◆ TASK REQUIREMENTS
**1)** In the slacklining text, why did the slackline seem daunting to the writer? Answer in one to three sentences.
**2)** According to the slacklining text, where did the friend set up the slack line?
**3)** Carry the slacklining text on from its final sentence.

A few days ago, a friend set up a slack line between two trees in my backyard. I’ve tried these in the past, but never seriously. Walking around the school or biking downtown I’ve stopped momentarily to watch bare-footed individuals walking gracefully on a suspended line of webbing pulled tight between two trees by well secured climbing gear.
Those times weren’t so good, I goofily stepped next to the line and hopped on, maybe had a fleeting second or two of wobbly bouncing before falling off, then to chuckle and say, “damn this is weird.” So I never really excelled, never understood, never even considered the secret. Needless to say, I’m well coordinated, I do a lot of physical activity that requires precise movements. So the challenge of the slackline seemed daunting without the instant understanding that I expect from most physical activity.
Proximity was the answer, with the line in my backyard, I feel a responsibility towards it. I’ve also had the excellent support of a few close friends who have made great strides (literally) with the slackline. I started to devise a process, a method, a doctrine of my own, and I’ve made a few steps.
Here is a couple basic rules I’ve found.

◆ DATASET
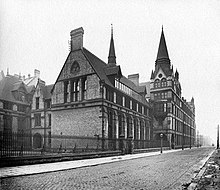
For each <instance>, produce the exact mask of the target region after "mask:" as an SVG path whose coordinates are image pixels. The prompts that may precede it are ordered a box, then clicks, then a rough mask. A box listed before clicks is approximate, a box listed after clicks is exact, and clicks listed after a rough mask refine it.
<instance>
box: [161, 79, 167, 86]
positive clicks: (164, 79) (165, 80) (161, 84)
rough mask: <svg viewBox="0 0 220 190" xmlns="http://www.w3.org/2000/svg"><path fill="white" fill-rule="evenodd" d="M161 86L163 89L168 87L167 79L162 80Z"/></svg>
mask: <svg viewBox="0 0 220 190" xmlns="http://www.w3.org/2000/svg"><path fill="white" fill-rule="evenodd" d="M161 86H162V87H165V86H167V80H166V79H165V78H162V80H161Z"/></svg>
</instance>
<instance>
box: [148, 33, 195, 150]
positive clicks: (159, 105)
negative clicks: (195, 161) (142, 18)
mask: <svg viewBox="0 0 220 190" xmlns="http://www.w3.org/2000/svg"><path fill="white" fill-rule="evenodd" d="M150 101H151V104H152V106H153V115H154V121H153V125H154V139H160V138H161V136H163V139H164V140H168V141H169V142H170V146H171V147H173V148H174V147H180V146H182V147H184V146H192V145H194V144H195V131H196V126H195V105H194V98H192V99H191V101H189V102H187V101H186V100H185V99H184V97H182V88H181V84H180V81H179V73H178V71H177V70H176V71H175V72H174V71H173V66H172V65H171V64H170V59H169V55H168V50H167V46H166V41H165V37H164V32H163V29H162V33H161V38H160V44H159V48H158V53H157V59H156V62H155V69H154V70H153V71H152V73H151V81H150Z"/></svg>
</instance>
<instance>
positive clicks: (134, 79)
mask: <svg viewBox="0 0 220 190" xmlns="http://www.w3.org/2000/svg"><path fill="white" fill-rule="evenodd" d="M128 79H129V80H130V81H131V82H133V83H134V84H135V85H136V86H139V74H132V75H128Z"/></svg>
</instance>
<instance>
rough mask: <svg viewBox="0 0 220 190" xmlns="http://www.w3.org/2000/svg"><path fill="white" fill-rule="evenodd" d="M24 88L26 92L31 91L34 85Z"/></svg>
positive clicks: (27, 86) (31, 85)
mask: <svg viewBox="0 0 220 190" xmlns="http://www.w3.org/2000/svg"><path fill="white" fill-rule="evenodd" d="M26 89H27V92H28V93H31V92H32V91H33V90H34V89H35V86H34V85H31V86H27V87H26Z"/></svg>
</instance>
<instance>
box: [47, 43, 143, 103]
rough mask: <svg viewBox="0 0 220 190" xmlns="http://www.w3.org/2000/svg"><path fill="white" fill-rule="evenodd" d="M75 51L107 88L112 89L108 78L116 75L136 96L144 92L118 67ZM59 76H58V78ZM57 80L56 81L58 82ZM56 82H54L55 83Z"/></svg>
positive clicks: (85, 53) (112, 86)
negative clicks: (86, 63)
mask: <svg viewBox="0 0 220 190" xmlns="http://www.w3.org/2000/svg"><path fill="white" fill-rule="evenodd" d="M76 51H81V52H82V53H83V55H84V56H85V57H86V59H87V60H88V62H89V63H90V65H91V66H92V68H93V69H94V71H95V72H96V74H97V75H98V77H99V79H100V80H104V81H105V84H107V85H108V86H110V87H114V86H113V84H112V83H111V81H110V77H109V76H110V75H116V76H117V77H118V78H119V79H120V82H122V83H123V84H125V85H126V86H128V87H129V88H131V89H132V90H134V91H135V92H137V93H138V94H140V93H144V92H145V89H144V88H143V87H138V86H136V85H135V84H134V83H133V82H132V81H130V80H129V79H127V78H126V77H125V76H123V75H122V72H121V68H120V66H117V65H110V64H106V63H105V62H104V61H102V60H101V59H99V58H98V57H97V56H95V55H94V54H93V53H91V52H90V51H89V50H87V49H86V48H84V47H83V48H82V49H81V50H76ZM70 54H71V52H70ZM70 54H69V55H68V57H69V56H70ZM68 57H67V59H68ZM67 59H66V61H67ZM66 61H65V63H64V65H65V64H66ZM64 65H63V68H64ZM63 68H62V69H61V71H62V70H63ZM61 71H60V74H61ZM60 74H59V76H60ZM59 76H58V78H59ZM58 78H57V80H58ZM57 80H56V82H57ZM56 82H55V84H56ZM55 84H54V85H55ZM54 85H51V92H52V91H53V89H54ZM140 96H141V95H140ZM144 103H146V102H144Z"/></svg>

◆ ANSWERS FOR EACH ITEM
**1)** The writer is well coordinated and does a lot of physical activity that requires precise movements, so they expect to understand a physical activity instantly. The slackline didn't offer that instant understanding, and so the challenge seemed daunting.

**2)** Between two trees in the writer's backyard.

**3)**
1. Don’t look at your feet. While these may be your center of balance, the downward perspective threw me off so much. The best place to focus your eyes is on the tree or the end of the slackline in front of you. Keeping your eyes fixed here keeps your body upright and hips square with the line.
2. 3 points of balance. Much like when riding a horse or climbing a ladder, where you need 3 points of contact to stay as stable as possible while moving. The slackline requires 3 points of balance in each of your hands and your other foot. Distributing your weight evenly through these three points makes them perfect exit points for the upward resistance of the line.
After those little bits, the rest of the technique to walking the slackline is within you.
The use of “slack” in the name is lightly contradictory. The line is actually pulled between two trees so the slack is actually the flexible tension of the webbing. Unlike a tightrope wire, which almost completely lacks give or stretch.
The first time you step on it, you shake, the line wobbles from side to side, and you fall. It almost feels like your foot is trembling, like you’re shaking uncontrollably, while you are actually just being bounced and vibrated very abruptly by the tension of the line. Your foot is completely out of tune with the frequency of the line.
After a while, you tune to the vibration. Your leg muscles begin to react with fluidity to the tension of the line below you, they flex and release with each push and pull of the line. It’s more than balance, this is a reaction to yourself, to your impact on the line. Nobody masters the line, they master themselves. The line has no power until someone steps on it and it reacts to them.
You zone out, it’s surreal, its vivid. If you think about anything else, if you think at all, you fall. All you can think about is your focus on the tree in front of you, and that central point of balance at the most basic cellular level, on the smallest singularity at the base of your foot.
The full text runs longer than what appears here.